■ PROMPT
Count the lines in the items below that contain the word "apartment", and give only that number.
***
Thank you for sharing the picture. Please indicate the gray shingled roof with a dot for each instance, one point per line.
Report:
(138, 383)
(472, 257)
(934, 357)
***
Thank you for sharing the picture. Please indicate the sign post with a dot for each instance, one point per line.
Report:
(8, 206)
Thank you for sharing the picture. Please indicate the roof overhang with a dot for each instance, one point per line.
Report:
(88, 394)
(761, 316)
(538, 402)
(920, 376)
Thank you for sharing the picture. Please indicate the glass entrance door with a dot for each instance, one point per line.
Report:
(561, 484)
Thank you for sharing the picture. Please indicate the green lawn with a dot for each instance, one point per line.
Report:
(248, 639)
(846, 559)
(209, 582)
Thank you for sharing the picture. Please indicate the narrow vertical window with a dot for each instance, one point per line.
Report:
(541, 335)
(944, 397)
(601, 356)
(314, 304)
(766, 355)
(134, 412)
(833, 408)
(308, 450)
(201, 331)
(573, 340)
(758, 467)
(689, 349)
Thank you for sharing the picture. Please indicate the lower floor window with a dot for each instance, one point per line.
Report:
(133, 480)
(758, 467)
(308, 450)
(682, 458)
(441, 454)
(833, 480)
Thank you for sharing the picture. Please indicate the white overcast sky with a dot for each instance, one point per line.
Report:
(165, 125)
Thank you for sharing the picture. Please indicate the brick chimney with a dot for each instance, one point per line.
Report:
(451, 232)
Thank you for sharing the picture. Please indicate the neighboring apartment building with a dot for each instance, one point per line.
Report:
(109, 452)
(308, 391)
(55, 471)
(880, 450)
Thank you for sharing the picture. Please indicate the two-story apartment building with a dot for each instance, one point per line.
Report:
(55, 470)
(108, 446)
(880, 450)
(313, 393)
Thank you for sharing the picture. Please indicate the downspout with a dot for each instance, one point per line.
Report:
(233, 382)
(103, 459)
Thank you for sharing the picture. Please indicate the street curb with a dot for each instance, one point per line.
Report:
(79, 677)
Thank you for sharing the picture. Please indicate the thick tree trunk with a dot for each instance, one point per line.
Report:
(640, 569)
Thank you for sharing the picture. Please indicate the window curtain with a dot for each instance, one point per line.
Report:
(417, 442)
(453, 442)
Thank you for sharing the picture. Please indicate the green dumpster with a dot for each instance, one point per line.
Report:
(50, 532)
***
■ RESPONSE
2